- Description of the task
Carry on the page extract about dead arm syndrome, starting right after its last sentence.
(Beginning of Page extract)
There are two categories of the dead arm syndrome: aware or unaware of subluxation.
Epidemiology and Etiology[edit | edit source]
The dead arm syndrome is seen most commonly in young athletes (21-30 years) or individuals whose arms have been powerful hyperextended in elevation and external rotation of the shoulder. 
It’s common for people who participate in repetitive throwing sports because the arm is repetitive being turned out backwards as far as possible (external rotation) to create potential energy in the wind up phase prior to the forward acceleration phase. It’s been postulated that the pain is due to an overstretched anterior capsule of the shoulder. Because of this, the ball of the shoulder can shift forward creating an impingement of structures lying in the front of the shoulder joint, which result in pain an the inability to throw. 
Differential Diagnosis [edit | edit source]
It’s often misdiagnosed as other shoulder pathology or cervical lesion. There are some factors that differentiate the dead arm syndrome from the other causes of shoulder disability. First it usually appears by young athletic adults (21-30 years). It also has a characteristic history of forceful overextension of the shoulder and there is a positive apprehension test with relocation. 
Examination [edit | edit source]
There is a positive apprehension test. This test can be carried out when the patient is either in a standing or in a lying position. The shoulder is moved passively into maximum external rotation and in abduction. Then forward pressure is applied to the posterior aspect of the humeral head. The therapist give pressure against the caput humeri to anterior. The test is positive when the patient suddenly becomes apprehensive, complains of pain in the shoulder and has the feeling that the shoulder will come out of the joint considered a positive test.
(End of Page extract)
(Beginning of Available data)
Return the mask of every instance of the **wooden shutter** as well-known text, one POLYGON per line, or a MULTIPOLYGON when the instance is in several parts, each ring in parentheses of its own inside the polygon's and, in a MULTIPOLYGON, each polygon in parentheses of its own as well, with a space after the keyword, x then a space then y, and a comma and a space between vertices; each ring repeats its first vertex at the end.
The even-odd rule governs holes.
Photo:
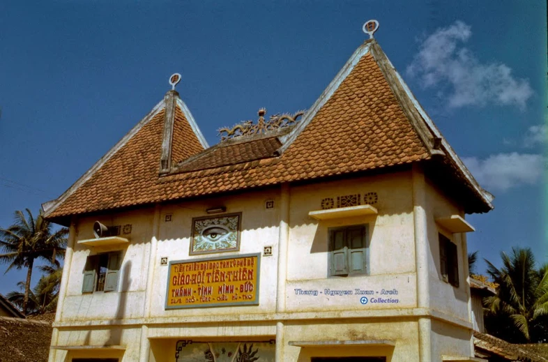
POLYGON ((116 291, 118 289, 118 276, 120 273, 120 253, 109 254, 107 275, 105 277, 105 292, 116 291))
POLYGON ((330 233, 331 275, 348 275, 348 248, 344 230, 333 230, 330 233))
POLYGON ((441 272, 441 277, 446 281, 449 281, 448 278, 448 258, 447 258, 447 238, 441 234, 439 234, 439 269, 441 272))
POLYGON ((366 269, 365 238, 363 227, 351 228, 347 230, 347 243, 349 252, 350 273, 364 273, 366 269))
POLYGON ((82 293, 92 293, 95 291, 97 278, 97 255, 88 257, 84 270, 84 282, 82 283, 82 293))

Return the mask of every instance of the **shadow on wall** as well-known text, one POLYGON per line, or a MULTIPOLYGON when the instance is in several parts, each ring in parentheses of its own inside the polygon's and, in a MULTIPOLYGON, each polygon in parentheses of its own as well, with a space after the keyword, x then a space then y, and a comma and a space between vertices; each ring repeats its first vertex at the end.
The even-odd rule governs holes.
MULTIPOLYGON (((120 298, 118 300, 118 306, 116 306, 116 313, 114 318, 109 322, 110 325, 114 325, 119 323, 121 319, 124 317, 125 310, 128 308, 128 290, 130 289, 131 285, 130 278, 131 271, 131 261, 128 260, 123 264, 123 267, 121 271, 120 282, 118 287, 119 295, 120 298)), ((120 345, 121 342, 122 329, 121 326, 109 329, 109 338, 105 343, 106 345, 120 345)))

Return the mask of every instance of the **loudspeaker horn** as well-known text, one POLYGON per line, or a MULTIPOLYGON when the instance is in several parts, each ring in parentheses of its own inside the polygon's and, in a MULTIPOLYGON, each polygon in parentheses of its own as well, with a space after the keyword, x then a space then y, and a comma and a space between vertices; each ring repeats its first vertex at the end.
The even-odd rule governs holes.
POLYGON ((93 223, 93 235, 97 239, 109 236, 109 228, 98 221, 93 223))

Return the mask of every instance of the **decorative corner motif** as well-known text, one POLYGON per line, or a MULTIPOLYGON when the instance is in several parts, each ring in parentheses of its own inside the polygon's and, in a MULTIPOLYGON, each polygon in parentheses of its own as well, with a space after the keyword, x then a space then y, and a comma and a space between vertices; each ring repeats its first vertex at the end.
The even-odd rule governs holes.
POLYGON ((328 210, 335 207, 335 200, 333 197, 326 197, 321 200, 321 209, 328 210))
POLYGON ((367 193, 363 195, 363 204, 365 205, 374 205, 379 201, 379 196, 376 193, 367 193))
POLYGON ((259 110, 259 120, 257 124, 253 124, 253 121, 244 121, 231 128, 228 127, 219 128, 219 135, 221 136, 221 141, 224 141, 241 136, 264 134, 291 126, 304 114, 305 111, 298 111, 293 115, 288 113, 282 114, 277 113, 271 116, 268 121, 265 121, 264 115, 266 114, 266 109, 261 108, 259 110))
POLYGON ((356 206, 360 204, 360 194, 337 197, 337 207, 356 206))
POLYGON ((183 348, 185 347, 188 345, 192 345, 192 340, 181 340, 177 341, 177 344, 175 345, 175 361, 177 361, 179 358, 179 354, 181 354, 181 351, 183 350, 183 348))
POLYGON ((125 225, 123 225, 123 227, 122 228, 122 232, 123 232, 124 235, 128 235, 129 234, 131 234, 131 229, 132 229, 131 224, 125 224, 125 225))
POLYGON ((109 227, 109 235, 111 236, 118 236, 120 235, 120 229, 122 228, 121 225, 114 225, 109 227))

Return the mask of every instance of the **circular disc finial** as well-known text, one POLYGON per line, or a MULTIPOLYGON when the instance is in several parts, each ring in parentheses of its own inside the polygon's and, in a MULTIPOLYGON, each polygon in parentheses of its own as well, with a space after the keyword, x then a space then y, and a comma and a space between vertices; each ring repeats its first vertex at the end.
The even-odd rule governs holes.
POLYGON ((172 90, 175 90, 175 86, 179 82, 181 82, 181 75, 179 73, 174 73, 169 77, 169 84, 172 84, 172 90))
POLYGON ((371 39, 373 38, 373 33, 379 29, 379 22, 374 20, 368 20, 363 24, 362 29, 364 33, 369 34, 369 38, 371 39))

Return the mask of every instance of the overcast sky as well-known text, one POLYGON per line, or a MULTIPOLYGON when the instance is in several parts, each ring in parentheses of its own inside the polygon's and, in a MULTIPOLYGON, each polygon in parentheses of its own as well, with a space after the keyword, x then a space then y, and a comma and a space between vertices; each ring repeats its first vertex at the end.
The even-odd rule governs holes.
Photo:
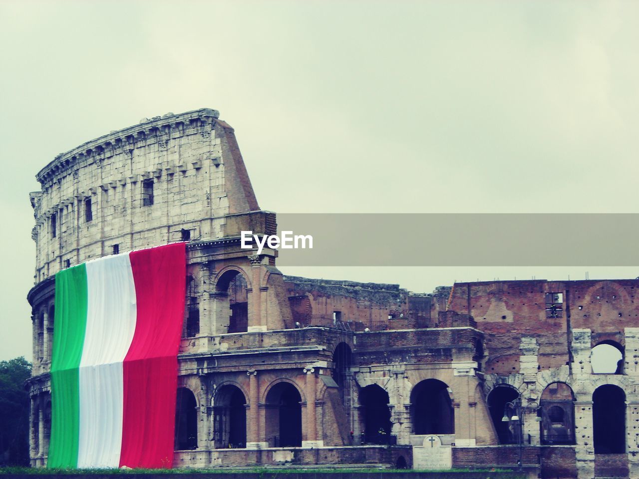
MULTIPOLYGON (((4 0, 0 360, 31 358, 35 174, 144 117, 219 110, 260 206, 281 213, 638 212, 638 14, 632 1, 4 0)), ((584 277, 549 256, 284 272, 418 292, 584 277)))

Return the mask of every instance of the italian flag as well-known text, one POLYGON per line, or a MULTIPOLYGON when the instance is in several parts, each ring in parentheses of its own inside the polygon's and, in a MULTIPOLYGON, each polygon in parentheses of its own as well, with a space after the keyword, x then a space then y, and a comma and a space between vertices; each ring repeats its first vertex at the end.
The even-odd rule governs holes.
POLYGON ((185 243, 56 275, 48 468, 170 468, 185 243))

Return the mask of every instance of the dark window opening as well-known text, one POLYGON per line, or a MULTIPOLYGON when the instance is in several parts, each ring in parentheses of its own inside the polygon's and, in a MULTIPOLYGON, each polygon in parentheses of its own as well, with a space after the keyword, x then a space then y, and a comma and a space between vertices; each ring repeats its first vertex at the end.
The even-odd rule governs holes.
MULTIPOLYGON (((189 298, 192 300, 193 298, 189 298)), ((192 338, 199 333, 199 307, 189 304, 189 316, 187 317, 187 337, 192 338)))
POLYGON ((422 381, 413 388, 410 397, 415 434, 454 434, 454 413, 445 383, 422 381))
POLYGON ((197 448, 197 403, 190 390, 178 390, 175 414, 175 448, 197 448))
POLYGON ((84 199, 84 220, 88 223, 93 219, 93 209, 91 197, 84 199))
MULTIPOLYGON (((519 434, 517 421, 502 421, 506 404, 519 397, 519 393, 509 386, 498 386, 488 395, 488 409, 500 444, 517 444, 519 434)), ((510 410, 510 409, 509 409, 510 410)))
POLYGON ((249 296, 244 277, 238 274, 229 284, 229 332, 242 333, 249 329, 249 296))
POLYGON ((302 397, 295 386, 279 383, 266 394, 266 439, 272 447, 302 446, 302 397))
POLYGON ((150 206, 153 204, 153 180, 145 179, 142 182, 142 206, 150 206))
POLYGON ((626 395, 613 384, 592 394, 592 434, 596 454, 626 452, 626 395))
POLYGON ((362 442, 389 444, 392 423, 389 407, 389 393, 377 384, 369 384, 360 392, 363 413, 362 442))
POLYGON ((333 353, 333 379, 337 384, 339 397, 346 406, 350 402, 350 387, 348 384, 348 372, 351 368, 352 354, 351 348, 345 342, 341 342, 333 353))
POLYGON ((246 447, 246 399, 236 386, 227 384, 216 393, 215 448, 246 447))
POLYGON ((546 317, 555 318, 562 317, 563 310, 564 294, 561 293, 546 293, 546 317))

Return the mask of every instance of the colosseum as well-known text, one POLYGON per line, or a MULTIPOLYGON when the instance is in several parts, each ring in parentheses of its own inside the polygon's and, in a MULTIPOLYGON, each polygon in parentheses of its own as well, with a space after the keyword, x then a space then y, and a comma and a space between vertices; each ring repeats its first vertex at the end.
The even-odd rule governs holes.
POLYGON ((283 275, 276 250, 240 248, 242 231, 275 234, 276 217, 218 117, 145 118, 38 173, 33 466, 46 465, 50 435, 56 273, 186 241, 173 467, 639 477, 639 280, 424 294, 283 275))

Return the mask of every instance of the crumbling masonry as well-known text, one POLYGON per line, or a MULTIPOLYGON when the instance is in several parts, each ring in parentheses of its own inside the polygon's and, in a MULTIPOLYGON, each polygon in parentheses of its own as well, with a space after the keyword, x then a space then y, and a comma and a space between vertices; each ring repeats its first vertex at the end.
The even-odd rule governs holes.
POLYGON ((410 468, 435 435, 454 467, 515 467, 521 452, 535 477, 639 477, 638 280, 424 294, 283 276, 277 252, 240 247, 242 230, 275 234, 275 215, 214 110, 144 119, 37 178, 34 466, 47 461, 56 272, 188 241, 174 466, 410 468), (595 367, 602 346, 622 360, 595 367))

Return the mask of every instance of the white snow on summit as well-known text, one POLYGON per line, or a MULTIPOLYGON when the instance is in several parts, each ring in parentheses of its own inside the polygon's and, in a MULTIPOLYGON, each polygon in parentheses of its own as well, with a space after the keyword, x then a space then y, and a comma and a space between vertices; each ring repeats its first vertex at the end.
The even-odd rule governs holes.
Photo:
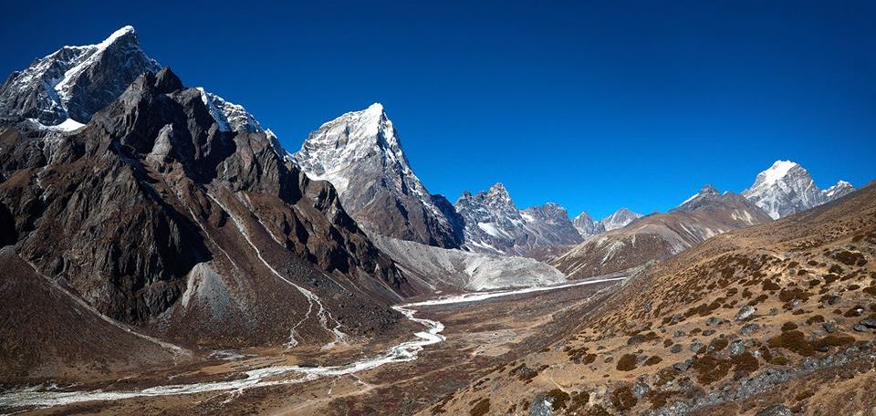
POLYGON ((820 191, 802 166, 790 161, 776 161, 757 174, 755 183, 743 191, 742 195, 775 220, 833 201, 852 191, 854 187, 842 181, 820 191))

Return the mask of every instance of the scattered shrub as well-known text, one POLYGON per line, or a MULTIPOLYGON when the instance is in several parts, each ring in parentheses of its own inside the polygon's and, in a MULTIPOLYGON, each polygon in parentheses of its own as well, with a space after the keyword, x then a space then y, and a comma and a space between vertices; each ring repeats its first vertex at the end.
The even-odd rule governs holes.
POLYGON ((624 354, 618 360, 617 369, 620 371, 631 371, 636 368, 636 356, 624 354))

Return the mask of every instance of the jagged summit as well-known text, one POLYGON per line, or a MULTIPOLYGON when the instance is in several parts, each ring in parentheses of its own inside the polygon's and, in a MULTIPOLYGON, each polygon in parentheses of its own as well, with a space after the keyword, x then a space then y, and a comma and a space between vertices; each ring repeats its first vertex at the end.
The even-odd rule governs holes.
POLYGON ((472 251, 526 255, 582 241, 565 208, 548 203, 518 210, 501 182, 474 195, 463 192, 454 206, 464 221, 465 244, 472 251))
POLYGON ((696 194, 691 196, 690 198, 684 200, 684 202, 682 203, 682 204, 679 205, 678 207, 680 209, 692 209, 692 208, 694 208, 695 206, 700 205, 702 203, 705 201, 714 200, 720 196, 721 196, 721 193, 718 192, 718 190, 714 189, 714 187, 710 184, 705 184, 703 186, 703 188, 700 189, 700 192, 696 192, 696 194))
POLYGON ((757 174, 755 183, 742 192, 773 219, 797 213, 843 196, 854 187, 850 183, 837 183, 820 191, 808 172, 790 161, 776 161, 766 171, 757 174))
POLYGON ((13 73, 0 86, 0 114, 48 126, 86 123, 140 74, 160 69, 126 26, 99 43, 61 47, 13 73))
POLYGON ((600 223, 602 224, 604 231, 611 231, 623 228, 637 218, 641 218, 641 214, 633 213, 630 211, 629 208, 620 208, 610 215, 603 218, 600 223))
POLYGON ((462 244, 453 210, 411 169, 382 104, 323 123, 292 159, 311 179, 331 182, 365 229, 442 247, 462 244))
POLYGON ((578 233, 580 234, 584 239, 588 239, 605 231, 605 229, 602 228, 602 224, 594 220, 586 211, 582 211, 581 213, 579 213, 578 216, 572 219, 572 225, 575 226, 575 229, 578 230, 578 233))

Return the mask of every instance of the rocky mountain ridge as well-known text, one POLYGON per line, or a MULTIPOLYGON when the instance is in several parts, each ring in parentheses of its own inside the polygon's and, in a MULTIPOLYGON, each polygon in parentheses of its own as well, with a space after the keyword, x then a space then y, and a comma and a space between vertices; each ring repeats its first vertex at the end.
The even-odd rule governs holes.
POLYGON ((518 210, 502 183, 454 204, 465 224, 465 247, 498 255, 527 255, 538 248, 580 243, 566 210, 556 203, 518 210))
POLYGON ((292 158, 311 179, 330 182, 366 230, 440 247, 462 244, 458 219, 411 169, 381 104, 323 124, 292 158))
POLYGON ((854 191, 845 181, 819 190, 809 172, 790 161, 776 161, 757 174, 754 184, 742 195, 761 207, 771 218, 778 219, 841 198, 854 191))

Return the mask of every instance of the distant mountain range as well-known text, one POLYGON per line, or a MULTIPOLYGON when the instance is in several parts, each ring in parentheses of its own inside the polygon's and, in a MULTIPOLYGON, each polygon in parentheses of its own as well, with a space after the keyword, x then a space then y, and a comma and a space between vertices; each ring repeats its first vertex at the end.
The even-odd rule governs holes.
MULTIPOLYGON (((780 161, 741 194, 706 186, 647 216, 519 209, 501 183, 452 204, 413 172, 381 104, 290 154, 243 106, 147 57, 130 26, 0 86, 0 245, 14 247, 0 267, 30 279, 12 281, 23 295, 4 310, 96 314, 63 322, 70 334, 106 317, 183 347, 332 346, 405 325, 389 305, 408 296, 637 267, 853 191, 780 161), (546 252, 556 268, 508 257, 546 252)), ((25 335, 36 349, 51 338, 25 335)), ((142 339, 124 348, 154 355, 142 339)))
(End of Available data)
- Written response
In the absence of a strongly positive apprehension test, one should suspect that the shoulder disability is caused by something other than transient subluxation. 
Management and Interventions[edit | edit source]
Treatment includes physical therapy similar to that outlined for shoulder instability and labrum injuries. Surgery may be needed to correct the instability, as well as to repair injuries to the glenoid labrum. Once the inflammation and pain have resolved, the patient is subjected to a return to throw program. This takes about 4 weeks.
Return of full ROM and flexibility is needed before beginning strengthening exercises. These included resisted internal rotation, external rotation, and abduction of the shoulder to strengthen the muscles of the rotator cuff which stabilize the head of the humerus. This program, which is best carried out for three to four months, can decrease the pain and disability. Rehabilitation of athletes with the dead arm syndrome must include the entire kinetic chain.
Sometimes, it evolves into a full clinical picture of the posteo-superior impingement with a development of a SLAP lesion. Then there is need of a surgical treatment. SLAP lesions are repaired through arthroscopy, there are different types of SLAP lesions and the type would determine the repair option.
Resources[edit | edit source]
- Burkhart SS, Morgan CD, Kibler WB. The disabled throwing shoulder: spectrum of pathology Part I: pathoanatomy and biomechanics. Arthroscopy 2003; 25(4):945-949
- O’Brien SJ. The trans-rotator cuff approach to SLAP lesions. Technical aspects for repair and a clinical follow-up of 31 patients at a minimum of 2 years. Arthroscopy 2002;18:372-377.
- Pagnini MJ. Arthroscopic fixation of superior labral lesions using a biodegradable implant. A preliminary report. Arthroscopy 1995;11:194-198.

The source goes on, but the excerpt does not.